◆ AVAILABLE DATA ◆
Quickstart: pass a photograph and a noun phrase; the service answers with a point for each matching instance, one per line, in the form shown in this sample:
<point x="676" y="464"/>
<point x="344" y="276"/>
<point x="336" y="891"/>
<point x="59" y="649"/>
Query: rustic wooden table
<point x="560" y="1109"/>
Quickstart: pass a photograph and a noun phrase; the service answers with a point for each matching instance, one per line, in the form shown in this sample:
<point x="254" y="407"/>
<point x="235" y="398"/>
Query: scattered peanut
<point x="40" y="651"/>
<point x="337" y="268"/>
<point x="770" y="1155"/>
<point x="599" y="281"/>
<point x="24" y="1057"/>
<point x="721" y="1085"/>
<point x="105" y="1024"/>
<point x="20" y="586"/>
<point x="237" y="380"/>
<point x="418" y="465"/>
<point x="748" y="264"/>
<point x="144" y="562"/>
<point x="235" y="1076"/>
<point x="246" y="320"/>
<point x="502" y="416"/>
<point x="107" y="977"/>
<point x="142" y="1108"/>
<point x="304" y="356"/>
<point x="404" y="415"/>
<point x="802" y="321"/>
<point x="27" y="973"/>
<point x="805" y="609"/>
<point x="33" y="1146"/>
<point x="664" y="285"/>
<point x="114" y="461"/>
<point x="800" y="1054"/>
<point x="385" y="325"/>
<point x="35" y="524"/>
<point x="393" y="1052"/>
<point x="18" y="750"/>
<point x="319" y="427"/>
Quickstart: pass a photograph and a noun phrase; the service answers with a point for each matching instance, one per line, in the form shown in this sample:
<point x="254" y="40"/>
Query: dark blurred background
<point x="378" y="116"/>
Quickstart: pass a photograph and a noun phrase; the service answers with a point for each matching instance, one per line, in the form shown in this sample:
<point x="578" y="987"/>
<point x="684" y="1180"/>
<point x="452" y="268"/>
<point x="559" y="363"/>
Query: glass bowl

◆ STATED TASK ◆
The listing above must be transcribed exactly, line by line.

◆ WRITTEN ANSWER ◆
Quickstart: pass a photograph and a noun phrase; the service answers with a point for each matching instance, one per line, in the form shown in this sample:
<point x="676" y="464"/>
<point x="344" y="276"/>
<point x="336" y="891"/>
<point x="59" y="649"/>
Query: rustic wooden table
<point x="560" y="1109"/>
Quickstart: pass a photograph and a noun phrase; the service answers with a point for each matching instance, one per line, in the form shown in this sample:
<point x="254" y="407"/>
<point x="235" y="398"/>
Query: scattered peanut
<point x="40" y="651"/>
<point x="337" y="268"/>
<point x="770" y="1155"/>
<point x="599" y="281"/>
<point x="24" y="1057"/>
<point x="721" y="1085"/>
<point x="105" y="1024"/>
<point x="20" y="586"/>
<point x="237" y="380"/>
<point x="418" y="465"/>
<point x="748" y="264"/>
<point x="144" y="562"/>
<point x="235" y="1076"/>
<point x="246" y="320"/>
<point x="502" y="416"/>
<point x="107" y="977"/>
<point x="142" y="1108"/>
<point x="304" y="356"/>
<point x="404" y="415"/>
<point x="802" y="321"/>
<point x="27" y="973"/>
<point x="805" y="609"/>
<point x="33" y="1146"/>
<point x="664" y="285"/>
<point x="114" y="461"/>
<point x="800" y="1054"/>
<point x="385" y="325"/>
<point x="35" y="524"/>
<point x="393" y="1052"/>
<point x="18" y="750"/>
<point x="319" y="427"/>
Quickstart: pass a photograph and a noun phrase; the service answers with a point for each matching instance, one per line, in the form shown in this sample:
<point x="254" y="40"/>
Query: dark blurred background
<point x="378" y="116"/>
Quickstart: pass a photograph and a noun phrase; the service answers with a point for each matching instance, one per line, in the form shown in this sample:
<point x="578" y="987"/>
<point x="684" y="1180"/>
<point x="452" y="268"/>
<point x="559" y="363"/>
Query: glass bowl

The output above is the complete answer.